Stored items from a collection
━━━━━━━━
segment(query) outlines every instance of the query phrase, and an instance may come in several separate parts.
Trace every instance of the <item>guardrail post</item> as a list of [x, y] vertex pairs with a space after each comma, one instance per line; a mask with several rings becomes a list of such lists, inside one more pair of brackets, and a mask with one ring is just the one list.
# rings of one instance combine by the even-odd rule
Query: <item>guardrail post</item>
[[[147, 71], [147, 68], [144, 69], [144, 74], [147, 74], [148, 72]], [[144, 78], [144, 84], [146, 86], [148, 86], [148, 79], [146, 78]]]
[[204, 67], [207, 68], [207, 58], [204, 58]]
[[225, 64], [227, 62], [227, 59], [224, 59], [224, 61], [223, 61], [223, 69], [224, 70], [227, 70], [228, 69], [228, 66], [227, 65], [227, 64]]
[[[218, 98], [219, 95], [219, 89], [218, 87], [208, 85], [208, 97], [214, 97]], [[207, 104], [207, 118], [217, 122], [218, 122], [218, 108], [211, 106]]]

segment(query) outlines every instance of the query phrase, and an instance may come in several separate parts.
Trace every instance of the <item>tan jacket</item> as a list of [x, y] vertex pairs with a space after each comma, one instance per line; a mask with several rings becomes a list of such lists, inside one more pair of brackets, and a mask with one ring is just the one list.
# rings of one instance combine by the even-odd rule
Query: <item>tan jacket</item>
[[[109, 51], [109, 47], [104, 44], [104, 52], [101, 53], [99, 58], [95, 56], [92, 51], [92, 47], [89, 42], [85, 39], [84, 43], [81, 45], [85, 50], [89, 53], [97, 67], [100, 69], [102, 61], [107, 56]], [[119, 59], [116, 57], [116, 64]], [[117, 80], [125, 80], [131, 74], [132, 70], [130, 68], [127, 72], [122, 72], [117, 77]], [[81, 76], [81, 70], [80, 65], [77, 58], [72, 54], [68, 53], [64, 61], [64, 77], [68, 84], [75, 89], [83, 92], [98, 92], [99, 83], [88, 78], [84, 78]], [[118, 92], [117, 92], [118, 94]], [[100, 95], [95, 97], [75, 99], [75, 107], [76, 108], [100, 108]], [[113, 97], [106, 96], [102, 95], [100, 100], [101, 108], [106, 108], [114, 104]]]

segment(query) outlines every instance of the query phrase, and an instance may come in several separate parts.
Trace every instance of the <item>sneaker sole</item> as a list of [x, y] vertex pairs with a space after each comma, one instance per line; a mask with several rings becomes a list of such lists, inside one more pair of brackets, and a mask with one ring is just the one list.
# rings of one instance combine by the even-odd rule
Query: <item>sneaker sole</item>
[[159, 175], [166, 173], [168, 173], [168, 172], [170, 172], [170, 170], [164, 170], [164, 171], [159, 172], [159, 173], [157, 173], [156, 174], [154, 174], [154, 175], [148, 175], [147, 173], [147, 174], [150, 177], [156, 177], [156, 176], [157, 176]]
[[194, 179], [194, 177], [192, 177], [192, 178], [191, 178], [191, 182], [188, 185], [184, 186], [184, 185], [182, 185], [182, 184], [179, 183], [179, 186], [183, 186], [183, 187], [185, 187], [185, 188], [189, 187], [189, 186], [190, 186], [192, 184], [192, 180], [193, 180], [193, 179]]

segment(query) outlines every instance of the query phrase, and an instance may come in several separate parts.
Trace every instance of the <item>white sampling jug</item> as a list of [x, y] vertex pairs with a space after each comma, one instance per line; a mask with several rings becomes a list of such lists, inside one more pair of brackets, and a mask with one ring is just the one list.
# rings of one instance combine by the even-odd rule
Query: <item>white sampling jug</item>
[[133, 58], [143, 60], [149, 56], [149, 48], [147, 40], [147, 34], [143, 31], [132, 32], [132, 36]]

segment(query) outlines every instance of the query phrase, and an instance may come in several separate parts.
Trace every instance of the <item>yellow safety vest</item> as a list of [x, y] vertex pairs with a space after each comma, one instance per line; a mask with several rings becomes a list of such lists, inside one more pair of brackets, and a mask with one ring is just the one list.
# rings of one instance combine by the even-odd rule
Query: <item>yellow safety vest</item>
━━━━━━━━
**Instructions to follow:**
Can you format every line of the items above as a numbered list, leaving out the blank lines?

**The output:**
1. segment(query) outlines every instance of the query phrase, and an instance may come in several separate parts.
2. Trace every instance of the <item>guardrail post</item> as a list of [x, y] vertex pairs with a space after each comma, one instance per line; a mask with several rings becomes a list of such lists, inside one more pair of brackets, and a mask with one ring is just the one list.
3. # rings of one instance combine by the even-odd rule
4. Query: <item>guardrail post</item>
5. [[[147, 71], [147, 68], [144, 69], [144, 74], [147, 74], [148, 72]], [[144, 78], [144, 84], [146, 86], [148, 86], [148, 79], [146, 78]]]
6. [[204, 67], [207, 68], [207, 58], [204, 58]]
7. [[225, 64], [227, 62], [227, 59], [224, 59], [224, 61], [223, 61], [223, 69], [224, 70], [227, 70], [228, 69], [228, 66], [227, 65], [227, 64]]
8. [[[218, 98], [219, 95], [219, 89], [218, 87], [208, 85], [208, 97], [214, 97]], [[207, 104], [207, 118], [217, 122], [218, 122], [218, 108], [211, 106]]]
9. segment(query) outlines every instance of the query phrase, and an instance may come in several separate parts.
10. Trace every instance of the <item>tan jacket</item> as a list of [x, y] vertex pairs with a space after each comma, one instance per line; a mask with several rings becomes a list of such lists, inside one more pair of brackets, and a mask with one ring is just the one list.
11. # rings of one instance combine by the even-odd rule
12. Query: <item>tan jacket</item>
13. [[[109, 51], [109, 47], [104, 44], [104, 52], [101, 53], [99, 58], [95, 56], [92, 51], [92, 47], [89, 42], [85, 39], [84, 43], [81, 45], [85, 50], [89, 53], [97, 67], [100, 69], [102, 61], [107, 56]], [[119, 59], [116, 57], [116, 64]], [[117, 80], [125, 80], [131, 74], [132, 70], [130, 68], [127, 72], [122, 72], [117, 77]], [[81, 76], [81, 70], [80, 65], [77, 58], [72, 54], [68, 53], [64, 61], [64, 77], [68, 84], [75, 89], [83, 92], [98, 92], [99, 83], [88, 78], [84, 78]], [[118, 92], [117, 92], [118, 94]], [[100, 95], [95, 97], [75, 99], [75, 107], [76, 108], [100, 108]], [[113, 97], [106, 96], [102, 95], [100, 100], [101, 108], [106, 108], [114, 104]]]
14. segment(query) outlines every instance of the query phrase, and an instance may come in several separate parts.
15. Trace every instance of the <item>sneaker sole</item> as a list of [x, y] vertex pairs with a space after each comma, one instance per line; a mask with several rings becomes a list of such lists, inside one more pair of brackets, and a mask with one ring is just the one list.
16. # rings of one instance combine by the even-odd rule
17. Query: <item>sneaker sole</item>
18. [[159, 175], [166, 173], [168, 173], [168, 172], [170, 172], [170, 170], [164, 170], [164, 171], [159, 172], [159, 173], [157, 173], [156, 174], [154, 174], [154, 175], [148, 175], [147, 173], [147, 174], [150, 177], [156, 177], [156, 176], [157, 176]]
19. [[194, 179], [194, 177], [192, 177], [192, 178], [191, 178], [191, 182], [188, 185], [184, 186], [184, 185], [182, 185], [182, 184], [179, 183], [179, 186], [183, 186], [183, 187], [185, 187], [185, 188], [189, 187], [189, 186], [190, 186], [192, 184], [192, 180], [193, 180], [193, 179]]
20. segment(query) outlines every instance of the query phrase, and an instance may come in several separate parts.
21. Trace every instance of the <item>white sampling jug</item> as a list of [x, y] vertex pairs with a space after each comma, one instance per line; a mask with several rings becomes a list of such lists, inside one more pair of brackets, and a mask with one ring is just the one list.
22. # rings of one instance combine by the even-odd rule
23. Query: <item>white sampling jug</item>
24. [[133, 58], [143, 60], [149, 56], [149, 48], [147, 40], [147, 34], [143, 31], [132, 32], [132, 36]]
25. segment(query) outlines every instance of the query phrase, and an instance may come in several separate parts.
26. Trace every instance of the <item>yellow safety vest</item> as a list of [x, y] vertex pairs with a space after each comma, one instance per line; a mask with several rings becomes a list of such lists, inside one more pair of brackets, and a mask with one ring is just the one list.
27. # rings of one instance combine by the even-odd rule
28. Query: <item>yellow safety vest</item>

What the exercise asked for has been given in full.